- Things to do:
1 > In the essay on past relationships, what did the college boyfriend teach the narrator?
2 > In the essay on past relationships, rewrite the passage that begins at the words "We were both" and stops after "love in entirety.", changing "parts" to "pieces".
3 > Translate this sentence from the essay on past relationships into Spanish: "I valued these men, even though our relationships were nothing more than emotional carcasses."

- Provided text:
* * * * *

It’s not as if my list was one to be ashamed of. It’s not like it was dotted with drunken orgy sex. In fact, it wasn’t even that long. I supposed that a women’s magazine would call it roundly average: enough to know my away around a man’s anatomy, not so many that I’d become blasé toward encountering said anatomy in the flesh. I’d been among the last of my high school friends to abandon my virginity, and when I did, it was with my longtime sweetheart. From there, I was happily involved in a series of long-term monogamous relationships: each teaching me something sexually, sure, but more importantly, each teaching me something about myself, about who I wanted to be, how I’d like to be treated and treat someone in return. My college boyfriend taught me the confidence that comes with loving my body. My post-college boyfriend taught me that you don’t always have to be sexually compatible to fall in love. And that when he fell out of that same love, I could find a way to dig myself out of the seemingly endless black hole of despair, even when it felt like I couldn’t.
I could still remember all of their first names, and their last names too. I could still remember the circumstances that led to both the sexual encounters and the relationships. I could still remember why I loved many, though not all, of them. Didn’t that count for something? I thought. But apparently, it didn’t count for a whole lot. My scars must be hidden somewhere, my boyrfriend contended, even if they weren’t evident to either of us.
I told my best friend, who laughed harder than she had in months. I told my fairly-conservative mother (yes, really), who declared that perhaps he should start searching the nearest junior high if a virgin was what he wanted these days. I told my brother who mostly wanted to punch my boyfriend’s lights out. All of them told me to walk away, but instead, I chose to attempt to instill some reason in Jared by arguing with him.
“Look, HERE I AM, clear as day, no sexual pox marks, no hidden angst from having slept with someone else!” I’d shout repeatedly, using different words each time but echoing the same sentiment: that the men he thought had ruined me had, in fact, formed me. “I wouldn’t be the person I am today without the sum of my relationships,” I said over and again. And it was true. I valued these men, even though our relationships were nothing more than emotional carcasses. I cherished them for informing me, growing with me, sculpting me, even when I was occasionally gutted by them. My boyfriend didn’t dispute me here, but he didn’t agree either. Mostly, we argued in circles, sometimes winding into deranged territory (that argument over when our teenaged daughter would be “allowed” to lose her virginity – me: at 16 or 17; him: never – as if this is the sort of thing you can “allow” for anyway), almost always winding up back where we started.
We were both left stymied. He’d been raised to believe that women, in some way, were a prize to be won, and I’d been raised to know that I was no one’s trophy. And yet, I loved him anyway. And though he was too scared to say it because it meant that everything he’d been taught was untrue, he loved me anyway, too. Or parts of me. Maybe it was just parts of me. Maybe the sum of those parts was too much for him to love in entirety.
I tried to change him: he wasn’t a religious zealot. He was a logical, rational, very smart guy. And he sure as hell wasn’t a virgin before we met. I could change him, I reassured myself. I was living proof that the theories he’d been drilled with were false. He would see this soon enough, I was sure.
But then something slippery happened. Instead of changing him, I began to change myself. In small ways, at first. I’d dress for a night out, and I’d wonder if maybe my leopard print skirt wasn’t a bit too slutty or my heels a little bit too high. Or my high school boyfriend, who was now like a brother to me, would call, and I’d whisper hurriedly that I had to get off the phone. I stopped swearing, which I knew he thought was unbecoming, and I tried, as best I could, to carry myself in a more ladylike fashion—whatever that meant these days.

* * * * *

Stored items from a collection

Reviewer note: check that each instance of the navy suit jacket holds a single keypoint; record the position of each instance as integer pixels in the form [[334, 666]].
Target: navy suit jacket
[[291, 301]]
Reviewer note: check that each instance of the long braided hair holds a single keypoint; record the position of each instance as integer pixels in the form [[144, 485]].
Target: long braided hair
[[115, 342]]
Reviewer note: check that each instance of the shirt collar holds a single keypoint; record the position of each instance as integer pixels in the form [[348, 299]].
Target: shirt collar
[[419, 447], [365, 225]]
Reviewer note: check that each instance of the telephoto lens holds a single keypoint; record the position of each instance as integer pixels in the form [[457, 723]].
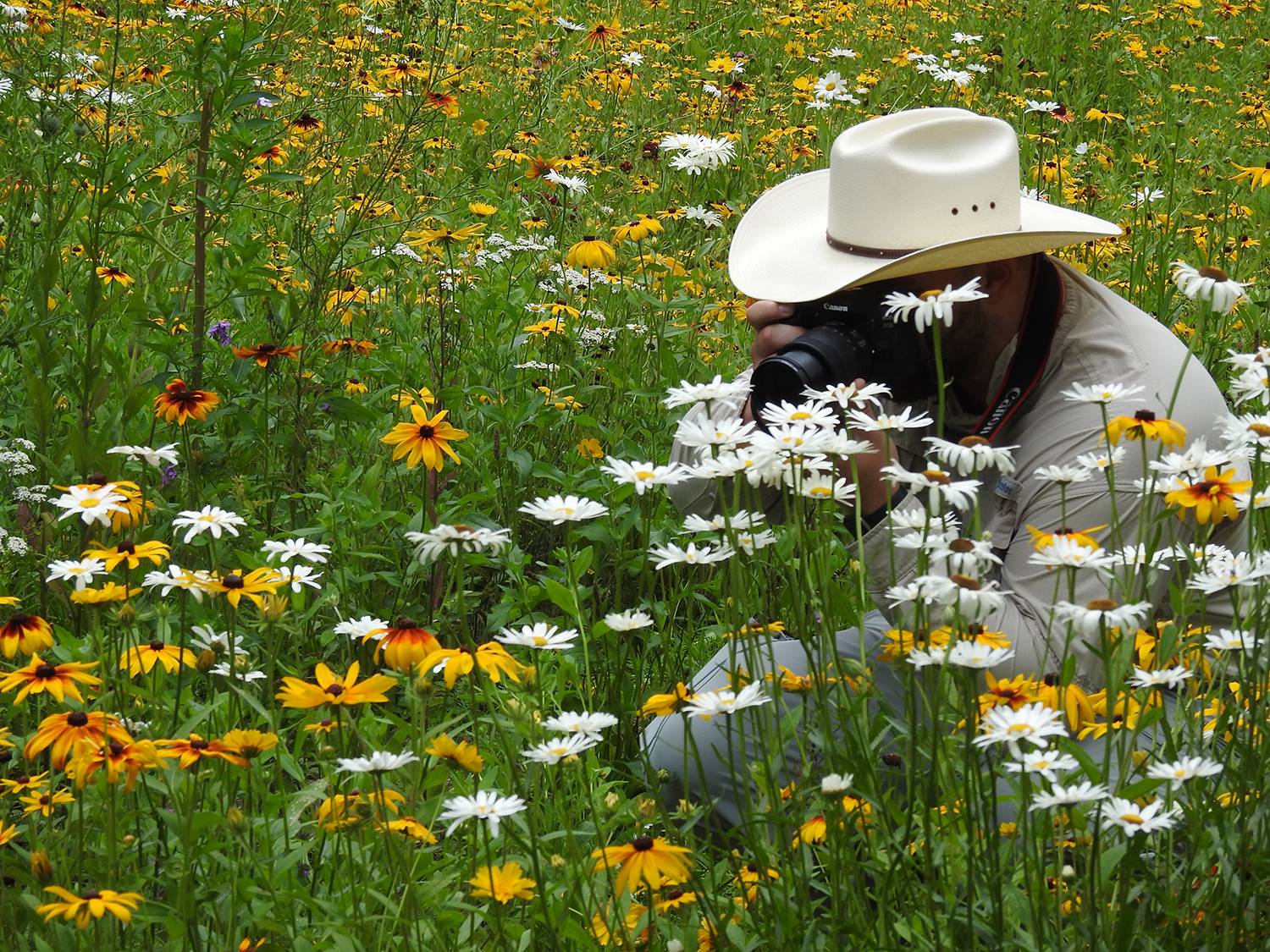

* * * * *

- Answers to the exercises:
1 > The confidence that comes with loving my body.

2 >
We were both left stymied. He’d been raised to believe that women, in some way, were a prize to be won, and I’d been raised to know that I was no one’s trophy. And yet, I loved him anyway. And though he was too scared to say it because it meant that everything he’d been taught was untrue, he loved me anyway, too. Or pieces of me. Maybe it was just pieces of me. Maybe the sum of those pieces was too much for him to love in entirety.

3 > Valoraba a estos hombres, aunque nuestras relaciones no fueran más que cadáveres emocionales.